(Beginning of Stored data)

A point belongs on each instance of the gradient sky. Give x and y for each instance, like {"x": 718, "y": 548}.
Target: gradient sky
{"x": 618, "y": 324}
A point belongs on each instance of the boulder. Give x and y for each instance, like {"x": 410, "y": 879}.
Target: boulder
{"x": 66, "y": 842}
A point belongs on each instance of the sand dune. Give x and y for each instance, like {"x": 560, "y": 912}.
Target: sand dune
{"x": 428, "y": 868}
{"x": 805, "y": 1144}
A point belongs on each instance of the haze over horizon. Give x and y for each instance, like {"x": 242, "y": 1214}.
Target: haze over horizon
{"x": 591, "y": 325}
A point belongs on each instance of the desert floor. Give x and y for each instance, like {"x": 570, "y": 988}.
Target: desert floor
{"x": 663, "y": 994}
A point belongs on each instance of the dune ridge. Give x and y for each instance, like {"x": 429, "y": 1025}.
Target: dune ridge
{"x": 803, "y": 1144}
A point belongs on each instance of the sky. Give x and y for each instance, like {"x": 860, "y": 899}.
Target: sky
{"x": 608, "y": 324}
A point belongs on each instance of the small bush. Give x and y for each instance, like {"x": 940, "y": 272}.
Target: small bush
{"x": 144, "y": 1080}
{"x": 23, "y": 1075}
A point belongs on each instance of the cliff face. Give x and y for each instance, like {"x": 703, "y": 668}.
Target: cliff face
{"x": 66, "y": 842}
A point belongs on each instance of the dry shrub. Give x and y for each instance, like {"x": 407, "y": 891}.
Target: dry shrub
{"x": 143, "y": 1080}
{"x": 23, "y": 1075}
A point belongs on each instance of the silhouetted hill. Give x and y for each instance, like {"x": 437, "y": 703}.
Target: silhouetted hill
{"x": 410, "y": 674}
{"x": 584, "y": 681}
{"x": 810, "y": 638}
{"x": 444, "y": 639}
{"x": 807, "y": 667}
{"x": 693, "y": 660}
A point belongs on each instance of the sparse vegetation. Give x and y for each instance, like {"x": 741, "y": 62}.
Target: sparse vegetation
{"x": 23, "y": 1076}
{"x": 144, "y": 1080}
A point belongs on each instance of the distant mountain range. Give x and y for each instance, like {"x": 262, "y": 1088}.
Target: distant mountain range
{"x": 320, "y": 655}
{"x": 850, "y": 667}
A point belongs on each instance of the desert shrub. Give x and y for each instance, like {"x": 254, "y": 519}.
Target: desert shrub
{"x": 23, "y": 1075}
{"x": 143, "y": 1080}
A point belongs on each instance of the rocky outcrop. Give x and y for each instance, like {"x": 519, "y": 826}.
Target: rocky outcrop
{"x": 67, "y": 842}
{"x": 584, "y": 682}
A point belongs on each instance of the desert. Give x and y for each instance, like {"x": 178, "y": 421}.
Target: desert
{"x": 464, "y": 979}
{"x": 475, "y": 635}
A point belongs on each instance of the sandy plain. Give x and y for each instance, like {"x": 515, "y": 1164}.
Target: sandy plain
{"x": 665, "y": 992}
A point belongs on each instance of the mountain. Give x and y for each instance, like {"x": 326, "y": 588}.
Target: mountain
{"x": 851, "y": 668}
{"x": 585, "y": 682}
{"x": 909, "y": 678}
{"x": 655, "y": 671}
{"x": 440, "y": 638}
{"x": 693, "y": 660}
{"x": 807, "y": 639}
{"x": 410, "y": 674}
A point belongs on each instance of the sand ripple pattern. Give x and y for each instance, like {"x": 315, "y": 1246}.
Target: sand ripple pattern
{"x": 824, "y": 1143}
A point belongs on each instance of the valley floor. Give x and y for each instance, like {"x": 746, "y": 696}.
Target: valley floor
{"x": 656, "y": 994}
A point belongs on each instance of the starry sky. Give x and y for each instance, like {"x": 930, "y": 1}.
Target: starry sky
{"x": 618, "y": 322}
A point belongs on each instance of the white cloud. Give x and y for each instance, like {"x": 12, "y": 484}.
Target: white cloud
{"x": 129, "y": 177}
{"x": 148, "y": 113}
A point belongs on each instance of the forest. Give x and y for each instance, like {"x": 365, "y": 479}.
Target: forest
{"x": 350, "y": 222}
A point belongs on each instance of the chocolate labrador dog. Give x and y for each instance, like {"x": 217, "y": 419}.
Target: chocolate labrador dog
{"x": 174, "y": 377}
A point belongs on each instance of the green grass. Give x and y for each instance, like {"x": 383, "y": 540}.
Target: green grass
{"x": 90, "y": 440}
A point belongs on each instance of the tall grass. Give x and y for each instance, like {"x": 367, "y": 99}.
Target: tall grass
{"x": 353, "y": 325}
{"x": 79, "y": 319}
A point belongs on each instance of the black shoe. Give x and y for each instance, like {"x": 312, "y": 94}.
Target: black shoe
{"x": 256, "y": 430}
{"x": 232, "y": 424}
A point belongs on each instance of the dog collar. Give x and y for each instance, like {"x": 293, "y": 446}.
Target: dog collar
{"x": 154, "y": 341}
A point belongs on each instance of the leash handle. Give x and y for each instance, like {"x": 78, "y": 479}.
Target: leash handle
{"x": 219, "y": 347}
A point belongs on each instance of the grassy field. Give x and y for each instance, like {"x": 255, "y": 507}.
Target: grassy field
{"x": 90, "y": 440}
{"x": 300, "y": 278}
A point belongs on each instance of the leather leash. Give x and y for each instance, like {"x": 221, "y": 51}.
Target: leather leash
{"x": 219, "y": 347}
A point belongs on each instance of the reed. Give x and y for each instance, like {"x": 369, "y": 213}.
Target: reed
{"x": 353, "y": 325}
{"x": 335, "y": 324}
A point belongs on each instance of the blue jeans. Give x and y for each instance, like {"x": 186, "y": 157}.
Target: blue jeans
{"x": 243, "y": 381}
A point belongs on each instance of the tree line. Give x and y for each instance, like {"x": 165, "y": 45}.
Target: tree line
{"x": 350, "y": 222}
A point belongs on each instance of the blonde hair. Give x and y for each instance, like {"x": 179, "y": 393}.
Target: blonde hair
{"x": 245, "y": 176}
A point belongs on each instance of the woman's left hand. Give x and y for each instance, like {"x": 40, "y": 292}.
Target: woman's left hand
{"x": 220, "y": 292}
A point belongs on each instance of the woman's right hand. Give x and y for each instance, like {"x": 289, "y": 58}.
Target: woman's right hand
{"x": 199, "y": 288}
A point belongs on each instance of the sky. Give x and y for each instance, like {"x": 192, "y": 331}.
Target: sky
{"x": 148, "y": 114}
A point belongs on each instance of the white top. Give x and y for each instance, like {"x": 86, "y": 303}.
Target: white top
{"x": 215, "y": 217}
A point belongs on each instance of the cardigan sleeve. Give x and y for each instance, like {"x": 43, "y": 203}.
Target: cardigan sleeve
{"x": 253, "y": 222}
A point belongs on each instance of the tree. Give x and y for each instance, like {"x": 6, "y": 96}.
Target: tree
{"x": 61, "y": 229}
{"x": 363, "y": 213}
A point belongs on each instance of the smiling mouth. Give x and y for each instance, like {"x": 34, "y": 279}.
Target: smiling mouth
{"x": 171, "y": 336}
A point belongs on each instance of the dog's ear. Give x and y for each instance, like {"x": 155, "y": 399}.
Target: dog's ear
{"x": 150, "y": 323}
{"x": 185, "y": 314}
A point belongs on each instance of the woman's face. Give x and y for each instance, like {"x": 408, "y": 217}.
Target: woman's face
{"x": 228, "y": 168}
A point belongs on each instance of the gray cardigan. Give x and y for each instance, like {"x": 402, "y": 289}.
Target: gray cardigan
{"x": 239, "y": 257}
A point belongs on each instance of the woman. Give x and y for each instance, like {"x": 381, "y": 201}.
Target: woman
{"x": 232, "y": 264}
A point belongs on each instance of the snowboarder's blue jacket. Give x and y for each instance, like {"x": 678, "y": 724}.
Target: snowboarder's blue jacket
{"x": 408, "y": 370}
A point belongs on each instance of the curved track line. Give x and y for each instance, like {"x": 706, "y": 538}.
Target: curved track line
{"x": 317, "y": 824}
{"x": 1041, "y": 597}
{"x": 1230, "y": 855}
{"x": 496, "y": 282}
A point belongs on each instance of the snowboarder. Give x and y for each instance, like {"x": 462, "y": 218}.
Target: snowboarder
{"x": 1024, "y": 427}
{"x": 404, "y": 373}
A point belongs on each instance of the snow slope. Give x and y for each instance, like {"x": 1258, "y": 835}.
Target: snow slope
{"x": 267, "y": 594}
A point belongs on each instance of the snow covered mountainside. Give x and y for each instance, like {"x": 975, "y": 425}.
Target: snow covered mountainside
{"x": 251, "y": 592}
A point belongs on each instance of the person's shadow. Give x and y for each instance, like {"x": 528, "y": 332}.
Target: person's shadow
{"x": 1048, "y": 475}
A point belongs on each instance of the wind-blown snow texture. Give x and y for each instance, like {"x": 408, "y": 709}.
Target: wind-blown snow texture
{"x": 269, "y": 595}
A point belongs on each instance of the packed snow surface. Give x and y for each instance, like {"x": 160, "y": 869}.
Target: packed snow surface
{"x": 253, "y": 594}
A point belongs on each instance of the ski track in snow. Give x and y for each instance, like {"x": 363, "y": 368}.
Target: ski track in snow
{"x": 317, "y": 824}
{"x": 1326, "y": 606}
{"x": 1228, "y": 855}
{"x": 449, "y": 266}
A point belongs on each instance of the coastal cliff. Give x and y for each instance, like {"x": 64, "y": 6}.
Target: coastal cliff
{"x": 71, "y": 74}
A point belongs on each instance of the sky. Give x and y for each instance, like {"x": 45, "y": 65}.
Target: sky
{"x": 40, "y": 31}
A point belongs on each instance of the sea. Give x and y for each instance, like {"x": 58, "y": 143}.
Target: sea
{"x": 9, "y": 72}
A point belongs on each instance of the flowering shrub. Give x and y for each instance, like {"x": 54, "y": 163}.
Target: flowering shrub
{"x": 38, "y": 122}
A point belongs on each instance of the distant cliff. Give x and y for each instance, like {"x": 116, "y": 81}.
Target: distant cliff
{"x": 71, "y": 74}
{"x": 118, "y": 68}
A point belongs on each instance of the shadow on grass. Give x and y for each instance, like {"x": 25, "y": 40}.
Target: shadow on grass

(End of Stored data)

What the task requires:
Starting with the line that contains "Target: coastal cliff", restate every line through the end of the records above, exactly and with no other lines.

Exercise solution:
Target: coastal cliff
{"x": 71, "y": 74}
A point belongs on each instance of the sky. Give x and y for each instance, like {"x": 45, "y": 65}.
Target: sky
{"x": 40, "y": 31}
A point belongs on each instance of the sea. Give x and y for each instance, like {"x": 58, "y": 143}.
Target: sea
{"x": 9, "y": 72}
A point belongs on each instance of the flowering shrub. Give x and y for each instance, like {"x": 54, "y": 163}.
Target: flowering shrub
{"x": 38, "y": 122}
A point belongs on each instance of the distant cliff. Give x and y for each instance, like {"x": 116, "y": 81}.
Target: distant cliff
{"x": 71, "y": 74}
{"x": 118, "y": 68}
A point belongs on each instance of the shadow on grass. Give x and y for each instance, like {"x": 25, "y": 40}.
Target: shadow on grass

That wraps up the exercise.